Prompt. Retype everything from the start of the items down to the line containing "[344,429,678,703]", inclusive, without altering a character.

Records of labeled boxes
-- START --

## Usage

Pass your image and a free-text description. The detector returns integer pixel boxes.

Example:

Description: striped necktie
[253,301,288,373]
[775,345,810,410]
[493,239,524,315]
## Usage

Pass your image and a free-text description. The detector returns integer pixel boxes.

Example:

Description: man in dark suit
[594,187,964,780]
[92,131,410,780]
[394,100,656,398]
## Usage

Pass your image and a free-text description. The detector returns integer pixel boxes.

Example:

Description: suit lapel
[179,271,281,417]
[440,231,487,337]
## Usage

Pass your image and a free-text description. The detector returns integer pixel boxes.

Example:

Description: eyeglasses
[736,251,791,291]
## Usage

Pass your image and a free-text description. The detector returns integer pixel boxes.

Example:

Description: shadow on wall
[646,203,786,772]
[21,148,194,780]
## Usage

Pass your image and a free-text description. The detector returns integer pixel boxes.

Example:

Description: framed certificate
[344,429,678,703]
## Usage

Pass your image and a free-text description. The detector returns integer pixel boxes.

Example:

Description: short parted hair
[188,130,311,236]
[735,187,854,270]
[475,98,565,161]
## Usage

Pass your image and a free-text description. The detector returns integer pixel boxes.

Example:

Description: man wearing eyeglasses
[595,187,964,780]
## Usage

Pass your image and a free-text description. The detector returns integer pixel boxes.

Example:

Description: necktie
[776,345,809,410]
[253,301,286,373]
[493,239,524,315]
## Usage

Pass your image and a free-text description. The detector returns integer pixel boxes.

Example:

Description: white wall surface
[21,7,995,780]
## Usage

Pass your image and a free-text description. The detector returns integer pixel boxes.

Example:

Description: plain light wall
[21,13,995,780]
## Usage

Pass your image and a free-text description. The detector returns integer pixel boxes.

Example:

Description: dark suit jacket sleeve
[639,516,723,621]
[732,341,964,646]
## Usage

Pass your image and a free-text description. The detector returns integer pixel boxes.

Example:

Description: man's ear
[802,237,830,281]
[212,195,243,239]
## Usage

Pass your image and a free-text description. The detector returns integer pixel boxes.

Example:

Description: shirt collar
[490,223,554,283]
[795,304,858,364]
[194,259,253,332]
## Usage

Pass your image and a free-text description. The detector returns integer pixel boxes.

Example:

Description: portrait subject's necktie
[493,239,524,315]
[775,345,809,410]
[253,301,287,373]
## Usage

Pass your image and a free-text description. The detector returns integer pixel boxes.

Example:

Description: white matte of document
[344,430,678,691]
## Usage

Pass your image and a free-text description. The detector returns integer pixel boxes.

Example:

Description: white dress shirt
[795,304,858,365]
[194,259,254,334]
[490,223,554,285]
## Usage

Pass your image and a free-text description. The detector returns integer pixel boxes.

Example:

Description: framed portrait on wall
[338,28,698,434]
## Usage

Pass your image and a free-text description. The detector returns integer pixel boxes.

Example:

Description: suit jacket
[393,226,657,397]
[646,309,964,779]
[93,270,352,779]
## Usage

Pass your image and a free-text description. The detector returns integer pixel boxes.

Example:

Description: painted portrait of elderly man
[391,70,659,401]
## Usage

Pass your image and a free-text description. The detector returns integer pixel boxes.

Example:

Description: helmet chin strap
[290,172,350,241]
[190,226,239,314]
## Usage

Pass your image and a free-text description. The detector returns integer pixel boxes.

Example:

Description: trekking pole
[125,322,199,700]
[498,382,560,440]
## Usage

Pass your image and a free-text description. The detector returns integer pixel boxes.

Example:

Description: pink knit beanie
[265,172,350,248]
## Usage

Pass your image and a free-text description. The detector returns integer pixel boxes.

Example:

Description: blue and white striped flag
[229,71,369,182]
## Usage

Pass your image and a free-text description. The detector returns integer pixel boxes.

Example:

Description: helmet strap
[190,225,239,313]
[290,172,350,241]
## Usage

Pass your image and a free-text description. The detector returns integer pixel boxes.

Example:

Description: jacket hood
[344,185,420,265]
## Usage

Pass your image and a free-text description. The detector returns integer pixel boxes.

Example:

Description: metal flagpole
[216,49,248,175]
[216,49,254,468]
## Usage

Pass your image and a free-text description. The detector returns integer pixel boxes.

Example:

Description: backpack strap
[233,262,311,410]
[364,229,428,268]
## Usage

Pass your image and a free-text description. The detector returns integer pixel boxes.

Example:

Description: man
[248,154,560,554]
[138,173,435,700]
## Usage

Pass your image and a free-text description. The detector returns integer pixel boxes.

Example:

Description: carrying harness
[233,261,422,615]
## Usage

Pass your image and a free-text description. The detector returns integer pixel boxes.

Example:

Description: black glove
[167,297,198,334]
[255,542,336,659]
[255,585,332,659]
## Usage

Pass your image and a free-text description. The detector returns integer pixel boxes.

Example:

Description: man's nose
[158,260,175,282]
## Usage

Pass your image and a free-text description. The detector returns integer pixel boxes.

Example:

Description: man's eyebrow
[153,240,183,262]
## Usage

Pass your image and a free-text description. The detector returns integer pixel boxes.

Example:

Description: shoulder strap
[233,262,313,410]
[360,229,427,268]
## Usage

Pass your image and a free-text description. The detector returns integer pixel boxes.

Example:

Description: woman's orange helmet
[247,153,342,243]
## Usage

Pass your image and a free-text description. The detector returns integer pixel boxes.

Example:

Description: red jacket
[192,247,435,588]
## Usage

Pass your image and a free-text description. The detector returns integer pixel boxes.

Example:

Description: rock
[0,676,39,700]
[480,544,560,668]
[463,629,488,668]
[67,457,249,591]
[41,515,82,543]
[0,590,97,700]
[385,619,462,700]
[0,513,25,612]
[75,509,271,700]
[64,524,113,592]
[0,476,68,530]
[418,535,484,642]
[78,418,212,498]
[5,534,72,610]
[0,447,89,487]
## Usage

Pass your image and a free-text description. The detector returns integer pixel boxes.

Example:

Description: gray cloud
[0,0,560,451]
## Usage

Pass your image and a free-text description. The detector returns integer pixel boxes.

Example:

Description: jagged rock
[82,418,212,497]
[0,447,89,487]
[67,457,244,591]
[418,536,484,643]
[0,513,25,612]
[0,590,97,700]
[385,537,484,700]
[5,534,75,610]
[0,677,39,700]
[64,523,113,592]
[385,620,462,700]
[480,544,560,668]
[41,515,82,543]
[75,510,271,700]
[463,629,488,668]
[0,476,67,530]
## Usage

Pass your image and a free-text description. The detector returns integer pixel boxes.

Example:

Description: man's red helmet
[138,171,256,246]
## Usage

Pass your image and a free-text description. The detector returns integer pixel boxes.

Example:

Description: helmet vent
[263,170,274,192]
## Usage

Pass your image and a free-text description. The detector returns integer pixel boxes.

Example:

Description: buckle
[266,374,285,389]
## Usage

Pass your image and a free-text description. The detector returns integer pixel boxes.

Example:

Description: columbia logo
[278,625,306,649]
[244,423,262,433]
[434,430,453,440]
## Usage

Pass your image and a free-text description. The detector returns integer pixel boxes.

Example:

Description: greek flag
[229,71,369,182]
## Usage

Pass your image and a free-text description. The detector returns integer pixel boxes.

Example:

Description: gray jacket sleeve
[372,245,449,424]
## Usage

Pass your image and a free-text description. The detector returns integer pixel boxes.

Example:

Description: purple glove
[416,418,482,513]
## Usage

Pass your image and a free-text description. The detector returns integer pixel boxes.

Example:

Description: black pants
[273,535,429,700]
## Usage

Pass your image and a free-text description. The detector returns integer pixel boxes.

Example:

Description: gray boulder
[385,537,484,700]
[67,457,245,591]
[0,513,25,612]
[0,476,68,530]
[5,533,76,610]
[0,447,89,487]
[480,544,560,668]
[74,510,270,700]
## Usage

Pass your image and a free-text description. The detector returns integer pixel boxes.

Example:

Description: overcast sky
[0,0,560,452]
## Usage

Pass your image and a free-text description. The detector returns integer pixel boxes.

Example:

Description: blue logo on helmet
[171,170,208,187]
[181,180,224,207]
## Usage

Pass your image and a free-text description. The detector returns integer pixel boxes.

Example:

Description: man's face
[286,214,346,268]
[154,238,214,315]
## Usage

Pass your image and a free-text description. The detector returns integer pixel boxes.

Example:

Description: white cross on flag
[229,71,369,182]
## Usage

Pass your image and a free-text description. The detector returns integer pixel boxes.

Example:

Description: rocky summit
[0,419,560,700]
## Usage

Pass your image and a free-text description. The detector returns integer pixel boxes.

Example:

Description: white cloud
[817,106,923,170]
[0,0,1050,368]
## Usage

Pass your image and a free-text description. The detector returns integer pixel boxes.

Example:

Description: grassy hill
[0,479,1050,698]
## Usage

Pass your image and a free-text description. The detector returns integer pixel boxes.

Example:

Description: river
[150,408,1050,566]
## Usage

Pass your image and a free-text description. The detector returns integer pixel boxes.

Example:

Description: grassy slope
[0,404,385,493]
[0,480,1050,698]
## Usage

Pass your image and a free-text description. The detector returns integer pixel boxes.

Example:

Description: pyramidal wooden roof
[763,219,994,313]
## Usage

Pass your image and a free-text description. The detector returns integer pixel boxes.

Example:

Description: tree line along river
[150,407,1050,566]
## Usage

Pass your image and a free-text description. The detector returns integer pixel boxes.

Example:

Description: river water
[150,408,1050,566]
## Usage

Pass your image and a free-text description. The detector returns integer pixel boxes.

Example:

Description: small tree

-- END --

Expected output.
## Usage

Pass your image and a free-text description. The detector returns integer pixel boxes.

Example:

Description: striped necktie
[253,301,288,373]
[775,345,810,410]
[493,239,524,315]
## Usage

Pass your image and a free-text description. The detector returns integer pixel boxes.

Example:

Description: man in dark suit
[594,187,964,780]
[92,131,410,780]
[394,100,656,398]
## Usage

Pass your image and a free-text description. The detector returns integer pixel boxes.

Example:

Description: suit lapel
[179,271,281,417]
[440,231,487,337]
## Usage

Pass your image and a free-text description. The detector returns integer pixel boxes.

Example:

Description: eyeglasses
[736,251,791,291]
## Usage

Pass your image and a free-text description. The detector returns integer pixel boxes.

Example:

Description: shadow on wall
[646,203,786,772]
[21,148,194,780]
## Usage

Pass your image and a free-text description. The detector returns integer pixel boxes.

Example:

Description: framed certificate
[344,429,678,703]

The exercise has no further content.